SHORT PROBLEM: Arrange the lines below as a numbered list, dropping any blank lines and leaving out the pictures.

※

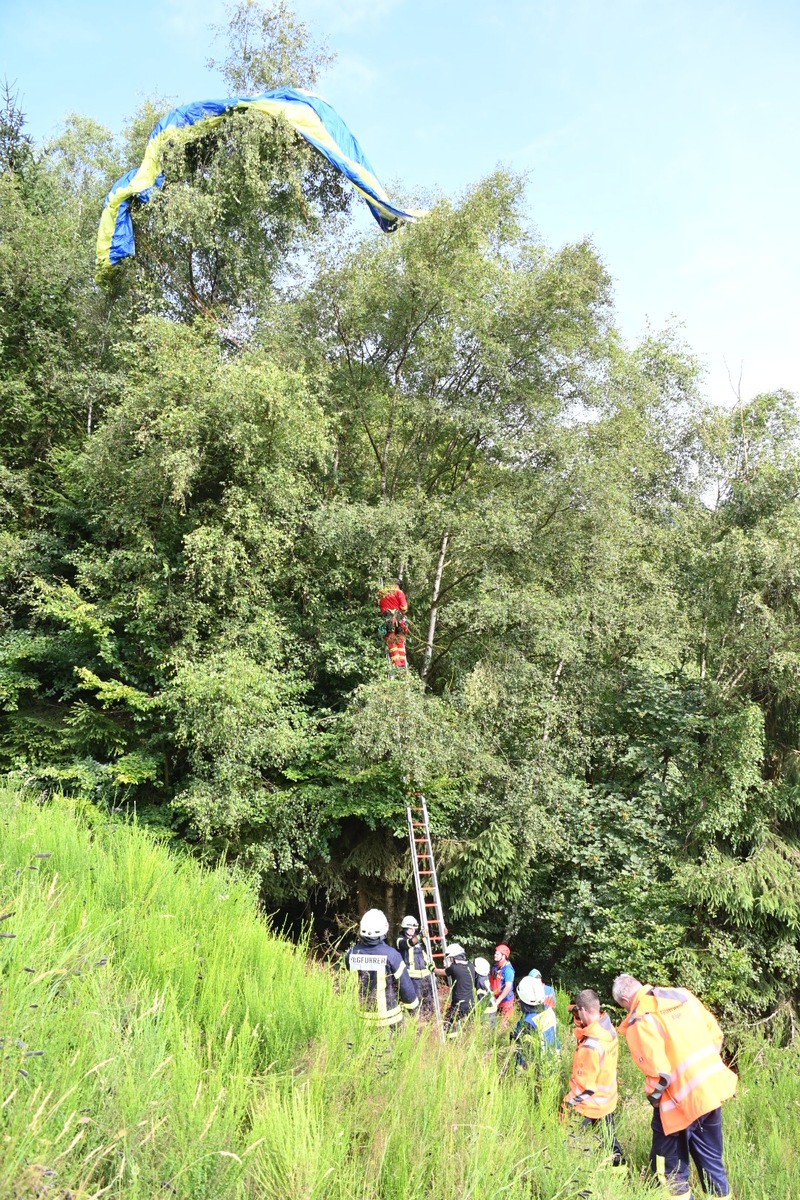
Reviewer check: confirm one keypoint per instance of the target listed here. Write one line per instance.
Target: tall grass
(158, 1041)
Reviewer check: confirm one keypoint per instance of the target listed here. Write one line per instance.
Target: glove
(654, 1097)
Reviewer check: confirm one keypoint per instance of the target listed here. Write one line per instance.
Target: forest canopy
(208, 471)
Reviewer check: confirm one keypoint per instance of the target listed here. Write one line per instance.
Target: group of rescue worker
(673, 1039)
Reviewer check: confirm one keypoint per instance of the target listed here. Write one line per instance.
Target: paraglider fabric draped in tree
(308, 115)
(394, 625)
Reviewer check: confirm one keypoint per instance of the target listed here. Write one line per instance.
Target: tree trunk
(434, 611)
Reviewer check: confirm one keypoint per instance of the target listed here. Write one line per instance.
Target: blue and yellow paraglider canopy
(308, 115)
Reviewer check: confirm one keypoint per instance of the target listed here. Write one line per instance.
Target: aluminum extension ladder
(428, 898)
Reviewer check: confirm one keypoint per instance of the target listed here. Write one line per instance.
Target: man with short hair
(501, 981)
(593, 1083)
(675, 1042)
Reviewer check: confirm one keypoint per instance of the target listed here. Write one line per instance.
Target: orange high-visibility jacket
(593, 1084)
(677, 1043)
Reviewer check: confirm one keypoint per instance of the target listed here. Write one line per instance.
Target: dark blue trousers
(702, 1141)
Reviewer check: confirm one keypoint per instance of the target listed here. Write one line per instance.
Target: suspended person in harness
(675, 1042)
(593, 1083)
(501, 982)
(536, 1031)
(417, 964)
(461, 977)
(486, 1000)
(385, 988)
(394, 625)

※

ANSWER TO THE TASK:
1. Reviewer check: confirm one keypoint per instance of the target listed here. Write one line per instance.
2. Target: tall grass
3. (158, 1041)
4. Reviewer check: confirm one keypoint per instance of the target listed here. Write one line per instance.
5. Target: glove
6. (654, 1097)
7. Reviewer check: confirm one keypoint per instance of the target listed here. Write one line per instance.
8. Target: forest canopy
9. (208, 471)
10. Reviewer check: confirm one keypoint per instance of the target listed here. Write one line per instance.
11. Target: group of rescue worker
12. (673, 1039)
13. Reviewer check: confirm one keypoint per instance of the target listed here. Write one line per instance.
14. Target: paraglider fabric draped in tree
15. (308, 115)
16. (394, 625)
17. Reviewer check: confirm one keypoint per instance of the target listed here. Write one line per instance.
18. Target: tree trunk
19. (434, 611)
20. Reviewer check: confirm one keypoint per instance of the target listed here. Write one line per instance.
21. Target: blue and yellow paraglider canopy
22. (308, 115)
23. Reviewer check: confirm one keypoint per instance of the target listed here. Write one line per instance.
24. Target: aluminum extension ladder
25. (428, 898)
26. Reviewer check: confirm one keypoint per instance of the target listed here. Write one line per instance.
27. Target: man with short hair
28. (501, 981)
29. (593, 1083)
30. (675, 1042)
31. Reviewer check: confirm one keypoint per instance of the target listed here. Write one line per instance.
32. Target: orange high-visibility jacket
33. (593, 1084)
34. (677, 1043)
35. Reviewer check: confirm one keypoint per instance of the target listed here. Write one line per instance.
36. Target: dark blue trousers
37. (702, 1141)
38. Reviewer check: confirm one keypoint per instance of the target listed here. Write one line per instance.
39. Target: suspended person in harness
40. (675, 1042)
41. (593, 1083)
42. (501, 982)
43. (536, 1031)
44. (417, 964)
45. (461, 977)
46. (486, 1000)
47. (385, 988)
48. (394, 625)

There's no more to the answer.